- [The task]: Starting at the line containing "The prompts of" and ending with the line containing "12L476 171L555 334L672", copy those lines of the records again, replacing "rough mask" with "coarse mask" and leaving everything else unchanged.
**** Records to process ****
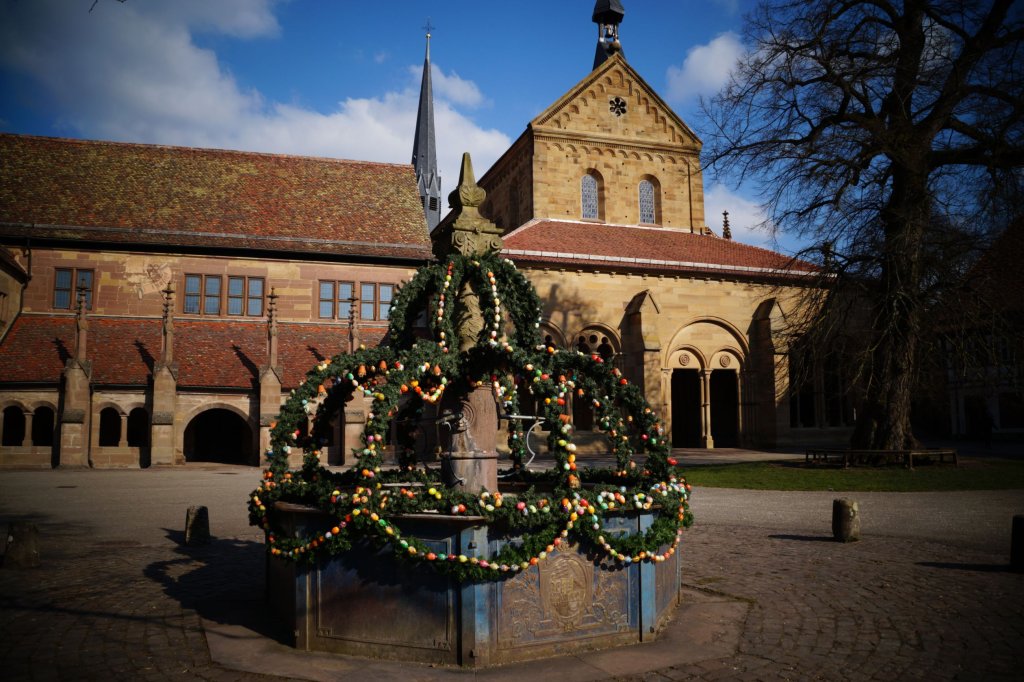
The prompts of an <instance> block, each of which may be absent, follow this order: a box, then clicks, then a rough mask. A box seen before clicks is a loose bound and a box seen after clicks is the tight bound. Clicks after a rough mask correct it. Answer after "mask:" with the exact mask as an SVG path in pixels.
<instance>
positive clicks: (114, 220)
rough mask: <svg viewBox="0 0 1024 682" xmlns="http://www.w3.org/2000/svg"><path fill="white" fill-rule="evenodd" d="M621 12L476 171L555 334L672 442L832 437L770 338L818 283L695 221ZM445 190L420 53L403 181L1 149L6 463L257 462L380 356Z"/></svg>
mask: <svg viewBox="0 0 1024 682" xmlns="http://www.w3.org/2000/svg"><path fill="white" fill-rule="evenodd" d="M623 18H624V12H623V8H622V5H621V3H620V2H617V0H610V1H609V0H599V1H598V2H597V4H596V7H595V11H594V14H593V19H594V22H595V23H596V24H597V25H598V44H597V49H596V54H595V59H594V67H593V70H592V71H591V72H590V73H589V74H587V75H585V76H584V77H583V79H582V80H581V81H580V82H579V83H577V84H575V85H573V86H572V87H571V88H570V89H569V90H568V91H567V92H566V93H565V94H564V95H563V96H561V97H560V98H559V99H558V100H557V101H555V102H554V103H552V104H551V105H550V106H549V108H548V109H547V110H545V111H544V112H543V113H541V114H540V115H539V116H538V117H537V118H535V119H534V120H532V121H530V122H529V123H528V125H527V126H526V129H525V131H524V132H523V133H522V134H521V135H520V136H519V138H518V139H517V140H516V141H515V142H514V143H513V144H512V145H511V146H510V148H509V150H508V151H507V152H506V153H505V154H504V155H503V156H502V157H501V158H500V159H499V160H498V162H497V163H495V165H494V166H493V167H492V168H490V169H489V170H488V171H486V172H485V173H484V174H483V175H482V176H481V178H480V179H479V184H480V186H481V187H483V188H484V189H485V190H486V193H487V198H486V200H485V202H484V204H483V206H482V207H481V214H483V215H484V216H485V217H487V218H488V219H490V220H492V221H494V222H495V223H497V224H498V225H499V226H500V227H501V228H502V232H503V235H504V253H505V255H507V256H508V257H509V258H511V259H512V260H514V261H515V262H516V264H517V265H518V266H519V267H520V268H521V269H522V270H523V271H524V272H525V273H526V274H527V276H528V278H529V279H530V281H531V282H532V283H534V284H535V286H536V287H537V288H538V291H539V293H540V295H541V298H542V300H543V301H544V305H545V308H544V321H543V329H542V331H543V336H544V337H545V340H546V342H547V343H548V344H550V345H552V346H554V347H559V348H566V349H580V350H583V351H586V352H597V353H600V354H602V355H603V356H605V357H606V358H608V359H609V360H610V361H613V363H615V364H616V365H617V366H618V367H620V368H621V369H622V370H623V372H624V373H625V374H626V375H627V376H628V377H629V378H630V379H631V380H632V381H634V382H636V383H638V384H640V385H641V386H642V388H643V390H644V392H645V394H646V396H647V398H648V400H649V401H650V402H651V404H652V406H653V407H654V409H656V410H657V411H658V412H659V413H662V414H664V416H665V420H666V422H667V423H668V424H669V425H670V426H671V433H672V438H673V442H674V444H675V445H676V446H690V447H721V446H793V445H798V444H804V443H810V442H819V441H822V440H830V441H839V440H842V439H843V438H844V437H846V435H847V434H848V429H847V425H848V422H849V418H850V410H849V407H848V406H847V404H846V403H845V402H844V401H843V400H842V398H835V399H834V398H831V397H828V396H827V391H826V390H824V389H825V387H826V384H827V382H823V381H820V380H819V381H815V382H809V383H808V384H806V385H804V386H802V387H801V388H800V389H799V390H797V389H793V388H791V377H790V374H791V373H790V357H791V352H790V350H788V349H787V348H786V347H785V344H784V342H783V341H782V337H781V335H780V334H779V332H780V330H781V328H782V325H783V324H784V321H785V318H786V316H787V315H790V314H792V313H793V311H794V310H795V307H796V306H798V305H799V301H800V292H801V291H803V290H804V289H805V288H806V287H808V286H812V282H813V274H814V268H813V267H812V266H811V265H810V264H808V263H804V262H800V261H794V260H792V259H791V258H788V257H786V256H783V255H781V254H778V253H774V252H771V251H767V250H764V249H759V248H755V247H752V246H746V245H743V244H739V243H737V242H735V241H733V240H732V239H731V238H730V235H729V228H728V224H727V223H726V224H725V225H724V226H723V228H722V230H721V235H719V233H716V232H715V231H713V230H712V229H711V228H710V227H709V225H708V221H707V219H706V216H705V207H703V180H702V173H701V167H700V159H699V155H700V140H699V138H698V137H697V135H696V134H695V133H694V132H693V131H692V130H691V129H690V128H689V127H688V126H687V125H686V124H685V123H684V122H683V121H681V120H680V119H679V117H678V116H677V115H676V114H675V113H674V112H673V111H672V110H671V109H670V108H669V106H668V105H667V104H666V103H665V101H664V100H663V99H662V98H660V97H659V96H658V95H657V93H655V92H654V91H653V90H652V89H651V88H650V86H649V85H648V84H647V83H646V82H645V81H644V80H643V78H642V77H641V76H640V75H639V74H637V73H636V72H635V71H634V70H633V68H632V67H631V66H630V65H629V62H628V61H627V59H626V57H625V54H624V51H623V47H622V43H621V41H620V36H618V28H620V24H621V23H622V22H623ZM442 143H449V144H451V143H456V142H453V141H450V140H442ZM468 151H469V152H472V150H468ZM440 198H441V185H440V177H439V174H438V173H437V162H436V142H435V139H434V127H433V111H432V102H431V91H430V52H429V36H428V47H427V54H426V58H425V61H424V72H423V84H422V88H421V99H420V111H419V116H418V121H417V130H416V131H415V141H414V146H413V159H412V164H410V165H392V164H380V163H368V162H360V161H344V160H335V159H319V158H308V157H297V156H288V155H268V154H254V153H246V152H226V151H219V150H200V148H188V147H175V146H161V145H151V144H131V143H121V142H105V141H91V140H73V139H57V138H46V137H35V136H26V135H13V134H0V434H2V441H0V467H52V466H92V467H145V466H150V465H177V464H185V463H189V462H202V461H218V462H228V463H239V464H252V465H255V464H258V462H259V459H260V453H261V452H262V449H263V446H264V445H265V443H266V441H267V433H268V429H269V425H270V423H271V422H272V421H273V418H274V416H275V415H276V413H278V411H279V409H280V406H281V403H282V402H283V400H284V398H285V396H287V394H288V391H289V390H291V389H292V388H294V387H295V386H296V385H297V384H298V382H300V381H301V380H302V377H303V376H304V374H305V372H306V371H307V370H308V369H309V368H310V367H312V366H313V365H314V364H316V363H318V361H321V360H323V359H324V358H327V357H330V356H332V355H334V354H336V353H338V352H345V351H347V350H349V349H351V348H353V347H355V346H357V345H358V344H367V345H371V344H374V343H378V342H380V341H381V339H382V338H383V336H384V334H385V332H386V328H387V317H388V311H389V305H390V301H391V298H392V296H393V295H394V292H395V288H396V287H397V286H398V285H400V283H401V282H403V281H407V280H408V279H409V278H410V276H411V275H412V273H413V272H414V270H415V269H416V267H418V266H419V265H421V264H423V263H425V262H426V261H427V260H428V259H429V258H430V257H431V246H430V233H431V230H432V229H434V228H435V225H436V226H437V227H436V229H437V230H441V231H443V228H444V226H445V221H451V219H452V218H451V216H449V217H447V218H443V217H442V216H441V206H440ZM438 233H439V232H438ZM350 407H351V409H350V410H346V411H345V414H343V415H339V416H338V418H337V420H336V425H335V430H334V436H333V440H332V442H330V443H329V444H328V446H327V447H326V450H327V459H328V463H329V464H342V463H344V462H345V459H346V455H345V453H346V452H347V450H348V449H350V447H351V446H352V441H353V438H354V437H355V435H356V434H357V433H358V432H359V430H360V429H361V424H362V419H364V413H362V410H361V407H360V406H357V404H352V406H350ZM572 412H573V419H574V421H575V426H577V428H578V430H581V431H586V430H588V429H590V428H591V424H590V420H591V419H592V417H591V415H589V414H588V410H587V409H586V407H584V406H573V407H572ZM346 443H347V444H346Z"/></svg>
****
**** Records to process ****
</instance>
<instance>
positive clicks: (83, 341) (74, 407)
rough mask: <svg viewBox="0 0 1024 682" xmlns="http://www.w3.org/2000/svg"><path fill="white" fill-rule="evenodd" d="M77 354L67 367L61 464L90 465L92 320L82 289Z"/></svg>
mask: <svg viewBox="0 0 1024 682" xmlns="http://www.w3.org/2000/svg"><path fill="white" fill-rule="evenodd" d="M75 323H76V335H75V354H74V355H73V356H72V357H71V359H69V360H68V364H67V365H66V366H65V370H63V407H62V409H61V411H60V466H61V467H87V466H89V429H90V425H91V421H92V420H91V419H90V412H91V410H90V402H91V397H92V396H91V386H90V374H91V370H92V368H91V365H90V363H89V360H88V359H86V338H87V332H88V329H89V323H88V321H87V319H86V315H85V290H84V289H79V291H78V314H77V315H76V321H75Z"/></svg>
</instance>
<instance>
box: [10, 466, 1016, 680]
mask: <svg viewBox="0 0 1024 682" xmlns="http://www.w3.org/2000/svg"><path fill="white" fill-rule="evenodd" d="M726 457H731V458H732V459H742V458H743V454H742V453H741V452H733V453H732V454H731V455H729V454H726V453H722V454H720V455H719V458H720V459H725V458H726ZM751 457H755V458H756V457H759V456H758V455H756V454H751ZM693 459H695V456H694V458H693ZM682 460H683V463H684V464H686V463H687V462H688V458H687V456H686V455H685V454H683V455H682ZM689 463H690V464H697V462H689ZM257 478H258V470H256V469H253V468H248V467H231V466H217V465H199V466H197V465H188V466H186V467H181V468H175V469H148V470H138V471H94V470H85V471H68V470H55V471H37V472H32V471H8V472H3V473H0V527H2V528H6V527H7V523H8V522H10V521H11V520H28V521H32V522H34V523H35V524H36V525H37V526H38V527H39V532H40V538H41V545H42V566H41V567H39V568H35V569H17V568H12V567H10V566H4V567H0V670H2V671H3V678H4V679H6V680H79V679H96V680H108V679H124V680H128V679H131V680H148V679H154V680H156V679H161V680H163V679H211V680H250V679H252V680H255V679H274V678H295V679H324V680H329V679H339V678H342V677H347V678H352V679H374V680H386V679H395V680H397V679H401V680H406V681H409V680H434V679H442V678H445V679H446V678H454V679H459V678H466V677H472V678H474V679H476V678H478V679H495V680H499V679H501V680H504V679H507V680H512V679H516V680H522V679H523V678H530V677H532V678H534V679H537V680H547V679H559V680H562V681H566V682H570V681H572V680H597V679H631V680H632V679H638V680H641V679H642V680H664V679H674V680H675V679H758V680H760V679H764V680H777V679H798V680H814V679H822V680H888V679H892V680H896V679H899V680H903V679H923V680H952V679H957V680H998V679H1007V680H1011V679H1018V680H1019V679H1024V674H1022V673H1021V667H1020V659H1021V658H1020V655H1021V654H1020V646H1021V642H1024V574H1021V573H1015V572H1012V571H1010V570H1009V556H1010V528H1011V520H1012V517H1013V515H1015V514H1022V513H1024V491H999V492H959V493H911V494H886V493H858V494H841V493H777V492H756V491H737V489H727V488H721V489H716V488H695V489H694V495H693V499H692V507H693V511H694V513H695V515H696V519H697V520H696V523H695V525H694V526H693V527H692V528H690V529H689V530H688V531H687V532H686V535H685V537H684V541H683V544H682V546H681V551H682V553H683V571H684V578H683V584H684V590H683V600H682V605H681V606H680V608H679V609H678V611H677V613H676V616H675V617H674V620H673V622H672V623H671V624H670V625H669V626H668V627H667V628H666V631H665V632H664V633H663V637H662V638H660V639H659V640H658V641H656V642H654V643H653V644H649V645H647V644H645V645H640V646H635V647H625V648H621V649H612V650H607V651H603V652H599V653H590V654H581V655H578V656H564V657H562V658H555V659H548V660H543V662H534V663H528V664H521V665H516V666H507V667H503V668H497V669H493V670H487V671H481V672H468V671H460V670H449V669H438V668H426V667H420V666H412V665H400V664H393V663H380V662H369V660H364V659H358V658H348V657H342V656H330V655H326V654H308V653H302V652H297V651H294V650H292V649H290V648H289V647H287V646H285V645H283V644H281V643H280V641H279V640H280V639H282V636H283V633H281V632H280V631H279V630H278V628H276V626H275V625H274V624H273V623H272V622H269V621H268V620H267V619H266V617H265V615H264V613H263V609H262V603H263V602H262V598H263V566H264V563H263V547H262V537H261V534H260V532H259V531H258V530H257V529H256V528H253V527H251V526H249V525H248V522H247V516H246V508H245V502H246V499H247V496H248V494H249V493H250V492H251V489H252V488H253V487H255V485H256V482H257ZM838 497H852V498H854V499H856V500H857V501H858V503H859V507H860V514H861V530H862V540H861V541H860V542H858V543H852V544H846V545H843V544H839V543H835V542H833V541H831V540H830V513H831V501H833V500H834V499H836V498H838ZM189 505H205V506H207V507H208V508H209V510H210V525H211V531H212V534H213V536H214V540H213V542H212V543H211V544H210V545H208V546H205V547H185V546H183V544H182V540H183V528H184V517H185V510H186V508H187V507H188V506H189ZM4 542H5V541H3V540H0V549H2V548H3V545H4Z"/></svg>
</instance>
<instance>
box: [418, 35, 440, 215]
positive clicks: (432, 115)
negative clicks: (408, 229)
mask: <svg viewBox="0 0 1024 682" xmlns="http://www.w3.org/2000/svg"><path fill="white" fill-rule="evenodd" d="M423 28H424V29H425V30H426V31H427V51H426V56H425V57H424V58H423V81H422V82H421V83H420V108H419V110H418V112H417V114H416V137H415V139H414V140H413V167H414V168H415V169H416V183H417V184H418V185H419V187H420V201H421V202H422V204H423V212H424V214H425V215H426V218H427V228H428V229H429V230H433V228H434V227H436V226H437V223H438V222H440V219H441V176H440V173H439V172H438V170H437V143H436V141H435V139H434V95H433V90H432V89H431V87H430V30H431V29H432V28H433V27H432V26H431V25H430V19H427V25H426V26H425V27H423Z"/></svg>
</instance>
****
- [Exercise solution]:
The prompts of an <instance> block, each of which may be absent, follow this order: a box, then clicks, then a coarse mask. A box seen before clicks is a loose bound and a box seen after clicks is the tight bound. Clicks after a coarse mask correct it. Answer after "mask:" with the exact mask as an SVG path in pixels.
<instance>
positive clicks: (114, 220)
coarse mask: <svg viewBox="0 0 1024 682" xmlns="http://www.w3.org/2000/svg"><path fill="white" fill-rule="evenodd" d="M621 12L476 171L555 334L672 442L832 437L770 338L818 283L695 221ZM445 190L420 53L403 181L1 149L6 463L257 462L380 356Z"/></svg>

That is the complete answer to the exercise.